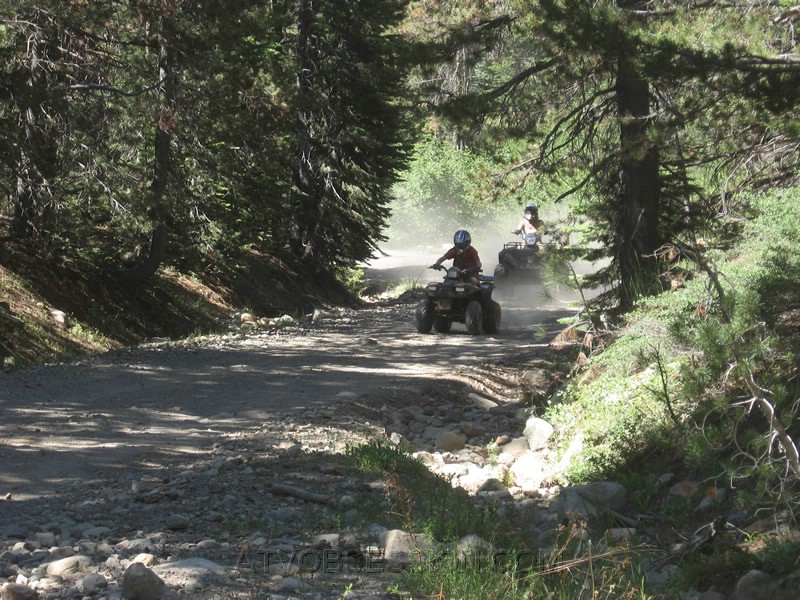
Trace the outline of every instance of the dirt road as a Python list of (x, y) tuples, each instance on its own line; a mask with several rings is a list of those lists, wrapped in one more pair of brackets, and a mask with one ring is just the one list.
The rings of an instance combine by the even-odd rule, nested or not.
[[(369, 276), (433, 278), (419, 257), (377, 261)], [(416, 262), (415, 262), (416, 261)], [(406, 275), (403, 275), (405, 273)], [(125, 349), (0, 374), (0, 495), (16, 500), (126, 470), (190, 463), (220, 436), (279, 425), (287, 439), (343, 402), (413, 396), (454, 366), (532, 355), (568, 311), (529, 296), (503, 304), (494, 336), (420, 335), (413, 302), (331, 313), (277, 332)]]

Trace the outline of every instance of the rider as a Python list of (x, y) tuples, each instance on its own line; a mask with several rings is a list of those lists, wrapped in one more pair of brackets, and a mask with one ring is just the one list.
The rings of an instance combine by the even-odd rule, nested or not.
[(469, 231), (459, 229), (453, 236), (453, 247), (445, 252), (435, 263), (431, 265), (432, 269), (436, 269), (446, 261), (453, 259), (453, 266), (459, 269), (469, 269), (471, 271), (469, 279), (472, 283), (480, 284), (478, 272), (483, 269), (481, 259), (478, 256), (478, 251), (472, 246), (472, 236)]
[(539, 243), (539, 209), (535, 204), (529, 203), (525, 207), (523, 218), (517, 225), (517, 228), (511, 233), (517, 235), (522, 234), (522, 239), (525, 240), (526, 246), (536, 246)]

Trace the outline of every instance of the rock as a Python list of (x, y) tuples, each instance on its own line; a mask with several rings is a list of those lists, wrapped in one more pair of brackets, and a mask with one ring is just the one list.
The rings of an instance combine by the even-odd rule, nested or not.
[(669, 488), (668, 496), (670, 498), (683, 498), (684, 500), (691, 500), (697, 494), (697, 489), (698, 486), (696, 482), (683, 480)]
[(128, 600), (160, 600), (166, 589), (164, 581), (142, 563), (133, 563), (122, 577), (122, 593)]
[(164, 523), (164, 527), (172, 531), (182, 531), (188, 529), (192, 521), (186, 515), (173, 514), (169, 515)]
[(547, 470), (542, 458), (531, 451), (526, 452), (514, 461), (510, 469), (515, 485), (523, 490), (535, 490), (541, 487)]
[(94, 561), (84, 555), (76, 554), (48, 563), (45, 572), (56, 577), (70, 577), (85, 571), (94, 565)]
[(406, 533), (401, 529), (391, 529), (380, 535), (383, 554), (393, 564), (408, 565), (421, 562), (428, 549), (423, 533)]
[(415, 448), (414, 448), (414, 444), (412, 444), (411, 442), (409, 442), (409, 441), (408, 441), (408, 440), (407, 440), (405, 437), (403, 437), (401, 434), (399, 434), (399, 433), (398, 433), (398, 432), (396, 432), (396, 431), (395, 431), (395, 432), (393, 432), (393, 433), (392, 433), (392, 434), (389, 436), (389, 441), (390, 441), (390, 442), (391, 442), (391, 443), (392, 443), (394, 446), (396, 446), (398, 450), (401, 450), (402, 452), (409, 452), (409, 453), (411, 453), (411, 452), (414, 452), (414, 450), (415, 450)]
[(108, 581), (100, 573), (89, 573), (84, 575), (78, 583), (78, 587), (85, 594), (94, 594), (108, 587)]
[(514, 438), (513, 440), (509, 440), (508, 443), (501, 447), (503, 454), (510, 454), (514, 458), (520, 458), (529, 450), (531, 450), (531, 447), (530, 444), (528, 444), (528, 438), (526, 437), (518, 437)]
[(486, 410), (497, 408), (498, 406), (497, 402), (489, 400), (488, 398), (484, 398), (483, 396), (479, 396), (474, 392), (470, 392), (469, 394), (467, 394), (467, 398), (472, 400), (473, 404), (475, 404), (476, 406)]
[(0, 590), (2, 600), (38, 600), (39, 593), (21, 583), (6, 583)]
[(626, 499), (627, 493), (622, 484), (598, 482), (562, 489), (558, 508), (564, 519), (596, 520), (610, 510), (621, 509)]
[(547, 441), (552, 437), (554, 431), (553, 426), (544, 419), (531, 417), (525, 423), (522, 435), (528, 440), (531, 450), (539, 450), (547, 446)]
[(436, 436), (436, 447), (445, 452), (461, 450), (467, 443), (467, 436), (457, 431), (443, 431)]
[(36, 541), (43, 548), (52, 548), (56, 545), (56, 536), (49, 531), (46, 532), (39, 532), (36, 534)]
[(276, 592), (280, 593), (298, 593), (298, 592), (308, 592), (311, 590), (311, 586), (302, 581), (300, 579), (296, 579), (294, 577), (281, 577), (275, 584), (273, 588)]

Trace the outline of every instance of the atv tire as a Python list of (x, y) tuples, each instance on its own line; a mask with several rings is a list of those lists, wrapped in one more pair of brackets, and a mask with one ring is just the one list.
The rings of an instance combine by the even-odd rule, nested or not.
[(467, 304), (467, 312), (464, 315), (464, 324), (467, 326), (467, 333), (470, 335), (480, 335), (483, 322), (483, 307), (477, 300), (470, 300)]
[(491, 304), (483, 314), (483, 330), (486, 333), (497, 333), (500, 330), (500, 305), (492, 300)]
[(436, 316), (433, 319), (433, 328), (436, 333), (448, 333), (453, 322), (445, 317)]
[(420, 302), (417, 305), (417, 312), (415, 316), (417, 322), (417, 331), (420, 333), (430, 333), (431, 328), (433, 327), (433, 318), (436, 316), (433, 302), (427, 299)]

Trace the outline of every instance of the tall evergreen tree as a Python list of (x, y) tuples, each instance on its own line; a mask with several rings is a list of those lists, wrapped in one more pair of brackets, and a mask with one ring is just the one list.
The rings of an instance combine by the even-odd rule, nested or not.
[(289, 244), (308, 266), (352, 265), (383, 239), (405, 164), (403, 82), (393, 28), (404, 0), (300, 0), (295, 192)]

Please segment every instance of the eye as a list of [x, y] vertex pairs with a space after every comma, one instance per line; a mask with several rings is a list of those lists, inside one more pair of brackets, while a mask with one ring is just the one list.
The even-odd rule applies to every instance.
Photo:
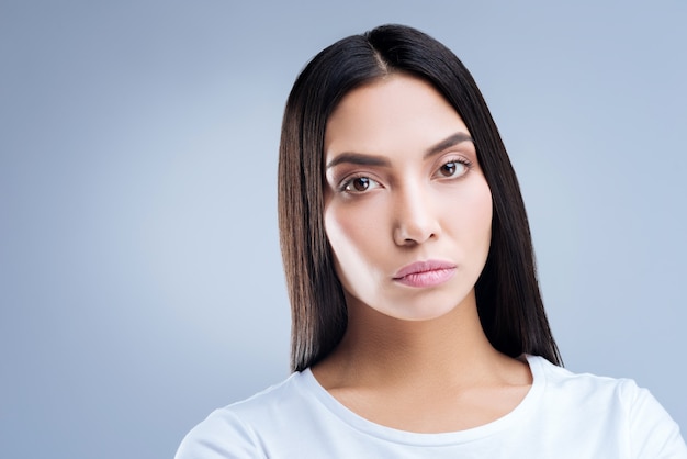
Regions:
[[380, 184], [369, 177], [353, 177], [344, 182], [341, 190], [349, 193], [364, 193]]
[[461, 177], [468, 171], [469, 166], [465, 161], [452, 159], [441, 165], [437, 173], [446, 178]]

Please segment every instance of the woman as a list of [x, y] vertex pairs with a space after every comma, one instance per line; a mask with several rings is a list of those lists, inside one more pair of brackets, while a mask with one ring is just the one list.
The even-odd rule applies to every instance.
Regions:
[[382, 26], [306, 66], [279, 216], [294, 373], [178, 458], [687, 458], [646, 390], [560, 367], [506, 149], [431, 37]]

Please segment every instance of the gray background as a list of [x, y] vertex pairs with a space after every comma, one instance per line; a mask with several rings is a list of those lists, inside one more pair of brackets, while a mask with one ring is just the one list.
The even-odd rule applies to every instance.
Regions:
[[288, 374], [281, 112], [386, 22], [480, 83], [566, 366], [687, 426], [685, 1], [247, 3], [0, 1], [2, 457], [171, 457]]

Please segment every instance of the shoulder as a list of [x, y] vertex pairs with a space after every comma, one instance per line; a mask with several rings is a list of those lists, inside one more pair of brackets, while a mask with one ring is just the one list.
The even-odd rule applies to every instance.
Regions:
[[566, 418], [570, 428], [587, 438], [616, 437], [626, 443], [629, 457], [687, 458], [677, 424], [633, 380], [574, 373], [541, 357], [528, 361], [542, 380], [543, 417]]
[[212, 412], [183, 438], [176, 459], [266, 457], [261, 437], [279, 433], [280, 424], [299, 410], [303, 399], [303, 373], [240, 402]]

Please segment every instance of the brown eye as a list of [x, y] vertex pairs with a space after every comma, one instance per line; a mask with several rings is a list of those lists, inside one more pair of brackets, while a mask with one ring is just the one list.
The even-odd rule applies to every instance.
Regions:
[[461, 161], [454, 160], [454, 161], [444, 163], [439, 168], [437, 173], [439, 173], [441, 177], [452, 178], [452, 177], [461, 177], [466, 171], [468, 171], [468, 165]]
[[365, 191], [370, 188], [370, 179], [367, 177], [358, 177], [351, 181], [350, 186], [353, 187], [356, 191]]
[[443, 166], [441, 166], [441, 169], [439, 169], [441, 171], [441, 175], [443, 177], [453, 177], [455, 175], [455, 170], [458, 169], [458, 164], [457, 163], [447, 163]]
[[341, 187], [341, 190], [348, 193], [353, 193], [353, 194], [364, 193], [379, 186], [380, 184], [376, 181], [372, 180], [369, 177], [354, 177], [348, 180], [346, 183], [344, 183], [344, 187]]

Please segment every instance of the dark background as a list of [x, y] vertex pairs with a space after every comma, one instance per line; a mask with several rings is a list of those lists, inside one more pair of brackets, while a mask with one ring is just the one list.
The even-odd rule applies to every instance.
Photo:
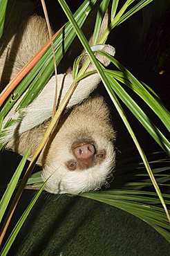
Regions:
[[[82, 1], [67, 1], [73, 12]], [[124, 2], [123, 1], [122, 2]], [[54, 30], [66, 21], [56, 1], [48, 1], [48, 11]], [[41, 3], [36, 11], [42, 15]], [[115, 57], [138, 79], [169, 104], [169, 1], [157, 0], [114, 28], [107, 42], [115, 46]], [[138, 154], [126, 127], [101, 84], [97, 93], [110, 106], [117, 131], [117, 165], [128, 156]], [[129, 91], [129, 93], [133, 93]], [[162, 130], [161, 122], [138, 97], [139, 103]], [[148, 154], [160, 150], [127, 111], [132, 127]], [[167, 131], [164, 131], [165, 134]], [[1, 185], [6, 184], [20, 157], [5, 150], [0, 155]], [[116, 175], [118, 170], [115, 172]], [[111, 184], [114, 187], [115, 180]], [[25, 191], [7, 233], [35, 195]], [[44, 192], [17, 236], [9, 255], [169, 255], [167, 241], [144, 221], [115, 208], [79, 196], [57, 196]]]

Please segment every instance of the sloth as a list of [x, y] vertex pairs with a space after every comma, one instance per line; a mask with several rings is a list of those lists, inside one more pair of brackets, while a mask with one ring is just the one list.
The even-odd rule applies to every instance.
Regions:
[[[1, 40], [1, 86], [14, 77], [48, 40], [44, 19], [37, 15], [30, 15], [32, 12], [30, 2], [21, 2], [16, 8], [17, 11], [13, 13], [17, 15], [12, 16], [12, 22], [7, 26]], [[106, 19], [104, 17], [100, 33], [106, 27]], [[115, 54], [114, 48], [109, 45], [95, 47], [113, 56]], [[110, 64], [104, 56], [97, 54], [96, 57], [105, 66]], [[86, 71], [94, 68], [90, 64]], [[52, 77], [38, 97], [23, 109], [21, 118], [15, 111], [18, 102], [5, 118], [3, 125], [10, 118], [17, 120], [12, 126], [2, 129], [6, 135], [1, 143], [7, 149], [23, 155], [31, 145], [29, 159], [32, 158], [50, 123], [55, 79]], [[57, 104], [73, 80], [70, 71], [57, 75]], [[42, 166], [41, 177], [43, 181], [47, 180], [45, 190], [48, 192], [78, 194], [97, 190], [111, 176], [115, 154], [115, 132], [109, 109], [102, 96], [89, 96], [100, 82], [97, 73], [80, 81], [67, 104], [67, 110], [39, 157], [37, 163]]]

* _Directions_
Copy out everything in the data from the line containing "Trace the outline of every instance of the tall" down to the line containing "0), (295, 192)]", both included, without changing a character.

* _Exercise result_
Trace the outline of every instance of the tall evergreen tree as a Python list of (x, y) tuples, each instance on its own line; a mask with several rings is a list of those lists, wrapped in one more pair of brackets, and a mask with one ring is just the one list.
The rings of an instance combine by the even-odd rule, nested or not.
[(289, 244), (308, 266), (352, 265), (383, 239), (405, 164), (403, 82), (393, 28), (404, 0), (300, 0), (295, 192)]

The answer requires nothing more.